**Exercise inputs**
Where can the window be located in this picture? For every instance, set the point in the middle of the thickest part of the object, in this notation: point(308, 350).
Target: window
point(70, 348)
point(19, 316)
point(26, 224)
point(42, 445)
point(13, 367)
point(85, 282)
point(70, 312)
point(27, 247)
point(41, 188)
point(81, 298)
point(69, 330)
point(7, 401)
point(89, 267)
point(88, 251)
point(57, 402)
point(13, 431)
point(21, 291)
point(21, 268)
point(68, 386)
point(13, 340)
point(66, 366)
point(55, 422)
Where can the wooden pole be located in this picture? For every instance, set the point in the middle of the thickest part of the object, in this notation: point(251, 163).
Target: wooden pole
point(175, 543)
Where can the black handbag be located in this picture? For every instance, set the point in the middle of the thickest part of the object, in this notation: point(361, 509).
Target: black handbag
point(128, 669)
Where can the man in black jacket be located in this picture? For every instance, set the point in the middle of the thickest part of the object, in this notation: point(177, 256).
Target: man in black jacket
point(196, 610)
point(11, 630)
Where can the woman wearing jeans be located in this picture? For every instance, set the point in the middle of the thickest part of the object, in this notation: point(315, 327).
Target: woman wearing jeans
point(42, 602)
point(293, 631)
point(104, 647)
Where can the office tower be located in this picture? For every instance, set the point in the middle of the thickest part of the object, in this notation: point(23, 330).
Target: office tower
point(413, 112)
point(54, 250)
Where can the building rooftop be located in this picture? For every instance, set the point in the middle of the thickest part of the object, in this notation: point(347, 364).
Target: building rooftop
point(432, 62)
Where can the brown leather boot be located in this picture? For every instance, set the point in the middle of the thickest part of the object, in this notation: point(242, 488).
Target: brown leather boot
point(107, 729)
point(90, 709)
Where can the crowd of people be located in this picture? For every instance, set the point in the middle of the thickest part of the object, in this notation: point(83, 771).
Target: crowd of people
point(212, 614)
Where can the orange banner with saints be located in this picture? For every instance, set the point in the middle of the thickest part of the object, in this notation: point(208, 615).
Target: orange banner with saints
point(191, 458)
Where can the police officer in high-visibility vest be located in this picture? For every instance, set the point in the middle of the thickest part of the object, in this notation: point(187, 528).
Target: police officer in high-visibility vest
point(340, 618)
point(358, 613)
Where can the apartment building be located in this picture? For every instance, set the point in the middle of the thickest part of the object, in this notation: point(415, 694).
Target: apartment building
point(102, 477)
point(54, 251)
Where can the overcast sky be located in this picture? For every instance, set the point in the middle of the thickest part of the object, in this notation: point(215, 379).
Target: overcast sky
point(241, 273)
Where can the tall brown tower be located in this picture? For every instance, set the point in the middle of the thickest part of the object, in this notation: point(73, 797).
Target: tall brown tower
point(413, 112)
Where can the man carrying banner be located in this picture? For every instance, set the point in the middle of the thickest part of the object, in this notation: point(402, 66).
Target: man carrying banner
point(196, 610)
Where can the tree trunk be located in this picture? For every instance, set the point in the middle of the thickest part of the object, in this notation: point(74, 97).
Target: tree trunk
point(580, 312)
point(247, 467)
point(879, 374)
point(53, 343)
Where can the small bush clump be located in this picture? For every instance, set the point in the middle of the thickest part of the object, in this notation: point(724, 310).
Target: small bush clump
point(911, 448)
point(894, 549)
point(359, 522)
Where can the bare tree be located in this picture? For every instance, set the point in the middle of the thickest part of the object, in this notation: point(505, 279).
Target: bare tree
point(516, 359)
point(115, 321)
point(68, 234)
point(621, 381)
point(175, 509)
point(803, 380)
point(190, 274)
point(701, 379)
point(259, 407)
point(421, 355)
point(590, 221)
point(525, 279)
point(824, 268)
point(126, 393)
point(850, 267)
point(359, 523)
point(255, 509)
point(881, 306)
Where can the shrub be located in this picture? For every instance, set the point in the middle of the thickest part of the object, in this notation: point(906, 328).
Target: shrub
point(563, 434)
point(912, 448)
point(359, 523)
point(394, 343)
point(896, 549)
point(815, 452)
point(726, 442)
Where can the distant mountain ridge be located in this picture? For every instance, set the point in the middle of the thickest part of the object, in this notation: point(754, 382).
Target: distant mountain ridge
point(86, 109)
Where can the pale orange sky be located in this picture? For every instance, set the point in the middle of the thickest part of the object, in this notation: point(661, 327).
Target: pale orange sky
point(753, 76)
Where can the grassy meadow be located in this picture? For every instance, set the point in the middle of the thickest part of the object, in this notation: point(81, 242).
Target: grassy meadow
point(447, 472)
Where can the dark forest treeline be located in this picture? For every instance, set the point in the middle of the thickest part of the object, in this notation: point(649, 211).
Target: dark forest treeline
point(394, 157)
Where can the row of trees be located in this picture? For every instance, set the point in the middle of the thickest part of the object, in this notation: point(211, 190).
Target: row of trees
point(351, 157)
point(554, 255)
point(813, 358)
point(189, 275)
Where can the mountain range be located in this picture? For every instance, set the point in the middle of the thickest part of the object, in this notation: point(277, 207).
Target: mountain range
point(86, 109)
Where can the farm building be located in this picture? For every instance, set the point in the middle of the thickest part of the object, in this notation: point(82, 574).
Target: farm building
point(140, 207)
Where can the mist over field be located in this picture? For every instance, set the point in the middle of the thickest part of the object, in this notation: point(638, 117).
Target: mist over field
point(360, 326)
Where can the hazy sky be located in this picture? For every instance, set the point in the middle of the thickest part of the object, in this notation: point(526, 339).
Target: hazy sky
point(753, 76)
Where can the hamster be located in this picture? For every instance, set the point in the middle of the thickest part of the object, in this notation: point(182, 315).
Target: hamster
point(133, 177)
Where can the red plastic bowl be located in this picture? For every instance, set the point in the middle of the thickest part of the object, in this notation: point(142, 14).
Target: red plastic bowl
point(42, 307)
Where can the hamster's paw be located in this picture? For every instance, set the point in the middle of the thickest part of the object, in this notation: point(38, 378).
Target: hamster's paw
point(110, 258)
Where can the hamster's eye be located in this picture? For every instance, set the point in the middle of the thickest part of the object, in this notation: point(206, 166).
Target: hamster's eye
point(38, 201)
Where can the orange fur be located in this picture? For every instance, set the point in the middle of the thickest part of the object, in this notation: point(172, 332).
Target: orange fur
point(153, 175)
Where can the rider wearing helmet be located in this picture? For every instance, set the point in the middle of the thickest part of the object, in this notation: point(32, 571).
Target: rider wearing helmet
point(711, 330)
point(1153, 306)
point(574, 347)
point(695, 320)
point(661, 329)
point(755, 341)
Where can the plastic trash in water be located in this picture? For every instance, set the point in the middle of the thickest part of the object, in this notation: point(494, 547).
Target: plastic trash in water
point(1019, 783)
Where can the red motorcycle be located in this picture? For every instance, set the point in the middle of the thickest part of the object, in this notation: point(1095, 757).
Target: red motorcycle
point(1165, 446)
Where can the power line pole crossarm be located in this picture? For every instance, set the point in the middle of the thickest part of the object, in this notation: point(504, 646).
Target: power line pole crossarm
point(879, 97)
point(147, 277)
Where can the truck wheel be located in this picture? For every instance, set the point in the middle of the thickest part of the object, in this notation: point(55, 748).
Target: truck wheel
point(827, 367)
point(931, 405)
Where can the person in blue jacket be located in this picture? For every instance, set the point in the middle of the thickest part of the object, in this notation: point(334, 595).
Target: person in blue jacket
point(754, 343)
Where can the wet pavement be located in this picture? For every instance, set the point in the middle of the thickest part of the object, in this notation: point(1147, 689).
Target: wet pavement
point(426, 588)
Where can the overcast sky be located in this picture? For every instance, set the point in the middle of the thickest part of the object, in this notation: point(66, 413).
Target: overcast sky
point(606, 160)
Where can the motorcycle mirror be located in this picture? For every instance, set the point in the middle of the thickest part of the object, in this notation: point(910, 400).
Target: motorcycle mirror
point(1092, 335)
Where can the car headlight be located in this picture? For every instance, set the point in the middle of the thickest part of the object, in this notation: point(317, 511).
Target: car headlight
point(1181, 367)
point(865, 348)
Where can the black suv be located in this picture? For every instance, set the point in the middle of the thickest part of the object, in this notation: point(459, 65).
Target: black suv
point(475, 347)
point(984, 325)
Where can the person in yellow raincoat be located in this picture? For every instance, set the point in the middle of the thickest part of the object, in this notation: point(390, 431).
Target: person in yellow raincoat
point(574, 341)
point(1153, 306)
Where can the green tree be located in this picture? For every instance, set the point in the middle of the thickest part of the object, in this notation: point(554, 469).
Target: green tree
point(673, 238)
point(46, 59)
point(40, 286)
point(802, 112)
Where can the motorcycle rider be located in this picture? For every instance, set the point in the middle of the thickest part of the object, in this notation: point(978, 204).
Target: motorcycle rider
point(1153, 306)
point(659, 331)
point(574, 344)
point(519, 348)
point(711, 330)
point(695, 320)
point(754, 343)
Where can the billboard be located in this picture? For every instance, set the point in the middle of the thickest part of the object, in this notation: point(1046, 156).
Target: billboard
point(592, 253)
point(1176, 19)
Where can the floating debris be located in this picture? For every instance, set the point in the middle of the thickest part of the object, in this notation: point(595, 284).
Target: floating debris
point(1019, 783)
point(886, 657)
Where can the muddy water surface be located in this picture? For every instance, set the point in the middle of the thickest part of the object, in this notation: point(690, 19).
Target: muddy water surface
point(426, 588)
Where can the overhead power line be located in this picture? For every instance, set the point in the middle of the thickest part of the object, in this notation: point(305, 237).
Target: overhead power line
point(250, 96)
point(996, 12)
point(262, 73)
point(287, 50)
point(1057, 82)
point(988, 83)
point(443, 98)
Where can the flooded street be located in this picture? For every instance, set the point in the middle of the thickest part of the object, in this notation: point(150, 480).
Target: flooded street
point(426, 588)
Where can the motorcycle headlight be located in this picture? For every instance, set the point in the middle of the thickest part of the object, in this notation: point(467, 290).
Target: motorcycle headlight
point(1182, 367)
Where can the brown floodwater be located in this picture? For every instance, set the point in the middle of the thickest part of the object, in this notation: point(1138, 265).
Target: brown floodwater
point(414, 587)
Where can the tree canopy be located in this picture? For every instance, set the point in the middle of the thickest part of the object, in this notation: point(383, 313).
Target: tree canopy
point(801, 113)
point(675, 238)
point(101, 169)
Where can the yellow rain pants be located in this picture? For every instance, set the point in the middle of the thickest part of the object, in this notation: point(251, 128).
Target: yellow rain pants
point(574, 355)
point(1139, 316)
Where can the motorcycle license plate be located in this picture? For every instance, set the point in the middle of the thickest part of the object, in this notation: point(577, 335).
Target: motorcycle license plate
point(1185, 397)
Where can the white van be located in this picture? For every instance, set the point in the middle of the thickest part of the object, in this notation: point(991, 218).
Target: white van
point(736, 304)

**What is needed**
Take the line with "Target: motorcycle license plate" and all lines after it through the end of the records, and write them out exactly; include nothing else.

**Response**
Target: motorcycle license plate
point(1185, 397)
Where can the white van be located in this picture? For every instance, set the point in the middle of the thickest part of the object, in this notation: point(991, 218).
Target: white van
point(736, 304)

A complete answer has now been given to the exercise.